• **Kutipan Halaman**
______________________________
Menurut dia, keberanian menyuarakan kebenaran dan kebohongan publik itu mutlak. Menyuarakan suara-suara kaum tak bersuara, atau mereka yang suaranya jarang didengar itu, mutlak dan perlu.
“Suara rakyat (petani atau nelayan), apalagi di pulau-pulau dan perkampungan terpencil, jarang sekali terdengar,” katanya.
Laki-laki Papua asli suku Mee ini mengaku kerap diintimidasi. Itu karena secara getol menyuarakan kasus-kasus yang tak terselesaikan. Misalnya Deiyai Berdarah, tepatnya 5 Agustus 2017 di Oneibo, Deiyai, Papua.
Kasus ini diberitakan secara konsisten dan kontinu pada laman tabloidjubi.com, sehingga ruang gerak meliputnya terbatas.
______________________________
• **Tujuan Tugas A**
Perbarui baris-baris daftar mulai dari baris yang memuat "Identify the position of each instance of the dense" sampai baris terakhir daftar. Ganti "single point" dengan "one point" dan biarkan bagian lainnya tetap sama.
______________________________
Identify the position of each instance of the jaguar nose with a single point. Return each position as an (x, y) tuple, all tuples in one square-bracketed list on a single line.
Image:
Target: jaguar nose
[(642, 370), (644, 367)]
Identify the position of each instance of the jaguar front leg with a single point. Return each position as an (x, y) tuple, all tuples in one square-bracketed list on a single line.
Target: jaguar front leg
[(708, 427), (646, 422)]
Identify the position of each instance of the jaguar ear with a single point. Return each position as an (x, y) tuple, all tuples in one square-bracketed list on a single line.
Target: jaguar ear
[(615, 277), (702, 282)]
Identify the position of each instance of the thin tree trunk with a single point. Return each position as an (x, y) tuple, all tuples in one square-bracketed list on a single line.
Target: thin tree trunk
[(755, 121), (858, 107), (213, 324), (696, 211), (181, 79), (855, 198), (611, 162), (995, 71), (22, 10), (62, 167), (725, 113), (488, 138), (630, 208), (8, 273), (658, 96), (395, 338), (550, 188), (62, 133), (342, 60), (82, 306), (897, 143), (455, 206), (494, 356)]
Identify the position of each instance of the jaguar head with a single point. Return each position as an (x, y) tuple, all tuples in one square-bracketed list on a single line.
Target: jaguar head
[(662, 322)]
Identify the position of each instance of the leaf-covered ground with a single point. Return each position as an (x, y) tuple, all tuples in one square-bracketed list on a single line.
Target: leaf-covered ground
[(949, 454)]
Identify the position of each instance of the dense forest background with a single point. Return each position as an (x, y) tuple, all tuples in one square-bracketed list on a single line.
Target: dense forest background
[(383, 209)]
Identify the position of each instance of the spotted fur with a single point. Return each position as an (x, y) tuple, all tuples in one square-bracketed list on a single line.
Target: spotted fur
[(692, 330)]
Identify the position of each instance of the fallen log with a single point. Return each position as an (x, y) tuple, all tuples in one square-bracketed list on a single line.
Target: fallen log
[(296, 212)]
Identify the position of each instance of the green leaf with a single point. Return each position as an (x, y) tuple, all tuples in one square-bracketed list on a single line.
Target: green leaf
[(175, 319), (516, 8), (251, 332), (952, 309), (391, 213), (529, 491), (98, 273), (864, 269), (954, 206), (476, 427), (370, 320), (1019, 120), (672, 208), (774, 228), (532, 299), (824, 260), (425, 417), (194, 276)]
______________________________
• **Tujuan Tugas B**
Lanjutkan tulisan tentang laki-laki suku Mee yang menyuarakan kasus Deiyai Berdarah, mulai setelah kalimat terakhirnya.

• **Hasil Latihan A**
Identify the position of each instance of the dense forest background with a one point. Return each position as an (x, y) tuple, all tuples in one square-bracketed list on a single line.
Target: dense forest background
[(383, 209)]
Identify the position of each instance of the spotted fur with a one point. Return each position as an (x, y) tuple, all tuples in one square-bracketed list on a single line.
Target: spotted fur
[(692, 330)]
Identify the position of each instance of the fallen log with a one point. Return each position as an (x, y) tuple, all tuples in one square-bracketed list on a single line.
Target: fallen log
[(296, 212)]
Identify the position of each instance of the green leaf with a one point. Return each position as an (x, y) tuple, all tuples in one square-bracketed list on a single line.
Target: green leaf
[(175, 319), (516, 8), (251, 332), (952, 309), (391, 213), (529, 491), (98, 273), (864, 269), (954, 206), (476, 427), (370, 320), (1019, 120), (672, 208), (774, 228), (532, 299), (824, 260), (425, 417), (194, 276)]

• **Hasil Latihan B**
Abeth bahkan, melalui pemberitaannya, menduniakan kasus itu. Memang suara pena lebih tajam dari pedang, seperti kata Edward Bulwer-Lytton, penulis, pengkritik dan politikus dari Britania Raya (1802-1873).
“Tak cukup modal bisa menulis, jurnalis juga harus jadi analis. Jadi jurnalis itu tak cukup hanya berbekal bisa menulis. Menjadi jurnalis juga berarti menjadi analis dan peneliti,” ujarnya.
Kehadiran Abeth You dalam dunia jurnalistik, terutama di Papua, memberikan warna. Menuliskan fakta dan menceritakan peristiwa, untuk memberi informasi, mengedukasi, hingga memberikan hiburan kepada khalayak.
Satu hal yang ia miliki adalah Abeth harus suka dan mengetahui apa yang harus ditulis. Sehingga selalu mencerahkan masyarakat dan cerdas mengasah berbagai skill .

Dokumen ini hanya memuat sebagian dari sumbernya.